_Dokumentausschnitt_:
..........
Im Unterschied zu anderen Marx-Biografien unterstreicht Musto im dritten Teil die Bedeutung, die Marx’ politischen Aktivitäten und seinem Organisationstalent zukommen. Er zeigt, wie Marx dafür sorgte, dass verschiedenste Strömungen sich »in derselben Organisation auf ein Programm« einigten, »das von den Ansätzen, die sie zu Beginn vertreten hatten, stark abwich« (173). Die frühe Internationale war »bunt gemischt« (174). Britische Gewerkschaftsbewegung, französischer Mutualismus oder Anarchismus, Utopismus sowie Strömungen, die mit der sozialistischen Tradition nichts zu tun hatten, trafen dort auf den Kommunismus von Marx und seinen Verbündeten. Marx und Engels, die an der »Sektenbewegung« die »Elemente des Fortschritts« betonen für jene Frühphase, »in der das Proletariat sich noch nicht hinreichend entwickelt hat, um als Klasse zu handeln« hatte, wie sie rückblickend schreiben (1872, MEW 18, 32ff), gelang es, »das scheinbar Unvereinbare miteinander in Einklang zu bringen« (174).
..........
_Bereitgestellte Daten_:
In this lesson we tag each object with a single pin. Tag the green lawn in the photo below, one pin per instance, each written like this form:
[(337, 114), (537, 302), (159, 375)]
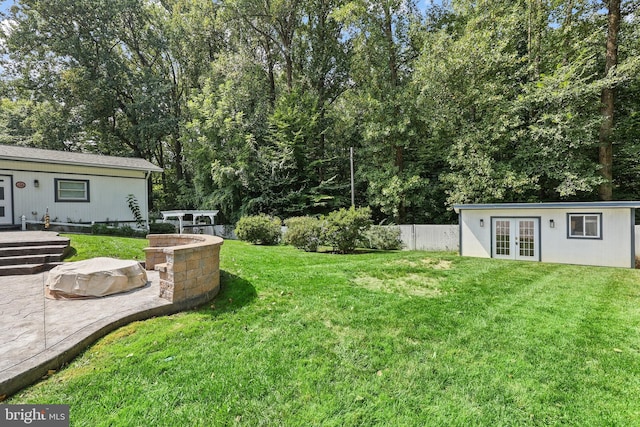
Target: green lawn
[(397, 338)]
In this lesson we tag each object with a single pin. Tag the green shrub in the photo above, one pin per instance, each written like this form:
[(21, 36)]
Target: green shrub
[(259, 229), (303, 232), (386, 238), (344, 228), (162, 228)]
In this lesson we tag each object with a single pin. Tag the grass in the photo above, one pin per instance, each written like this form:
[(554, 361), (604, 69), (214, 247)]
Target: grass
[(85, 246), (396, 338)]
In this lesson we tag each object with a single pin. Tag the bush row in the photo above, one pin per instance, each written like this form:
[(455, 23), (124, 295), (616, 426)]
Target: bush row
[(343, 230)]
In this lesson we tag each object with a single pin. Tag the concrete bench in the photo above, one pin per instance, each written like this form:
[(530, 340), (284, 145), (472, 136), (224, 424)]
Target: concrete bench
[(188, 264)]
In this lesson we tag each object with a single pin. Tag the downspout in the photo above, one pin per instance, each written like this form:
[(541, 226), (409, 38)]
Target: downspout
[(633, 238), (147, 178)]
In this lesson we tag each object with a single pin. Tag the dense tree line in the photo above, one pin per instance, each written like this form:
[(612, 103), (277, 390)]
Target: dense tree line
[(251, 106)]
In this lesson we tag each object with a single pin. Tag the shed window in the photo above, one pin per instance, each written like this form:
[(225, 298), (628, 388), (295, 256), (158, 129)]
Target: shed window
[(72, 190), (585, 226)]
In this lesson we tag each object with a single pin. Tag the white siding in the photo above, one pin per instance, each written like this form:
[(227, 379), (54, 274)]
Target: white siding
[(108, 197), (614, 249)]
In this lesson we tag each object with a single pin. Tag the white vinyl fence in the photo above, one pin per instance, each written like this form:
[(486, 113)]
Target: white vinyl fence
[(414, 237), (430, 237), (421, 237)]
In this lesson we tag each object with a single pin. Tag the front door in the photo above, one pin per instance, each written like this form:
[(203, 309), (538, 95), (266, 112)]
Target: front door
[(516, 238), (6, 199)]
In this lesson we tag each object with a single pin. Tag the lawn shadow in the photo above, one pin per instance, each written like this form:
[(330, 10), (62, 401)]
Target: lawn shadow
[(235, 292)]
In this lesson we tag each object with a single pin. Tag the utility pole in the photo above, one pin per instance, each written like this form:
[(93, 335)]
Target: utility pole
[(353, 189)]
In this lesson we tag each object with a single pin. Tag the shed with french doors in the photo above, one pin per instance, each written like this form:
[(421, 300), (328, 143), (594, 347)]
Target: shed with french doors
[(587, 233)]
..........
_Aufgabe_:
Welche Strömungen trafen laut dem Dokumentausschnitt über Mustos Marx-Biografie in der frühen Internationale aufeinander? Zähle alle genannten auf.

_Ergebnis_:
- Britische Gewerkschaftsbewegung
- französischer Mutualismus oder Anarchismus
- Utopismus
- Strömungen, die mit der sozialistischen Tradition nichts zu tun hatten
- der Kommunismus von Marx und seinen Verbündeten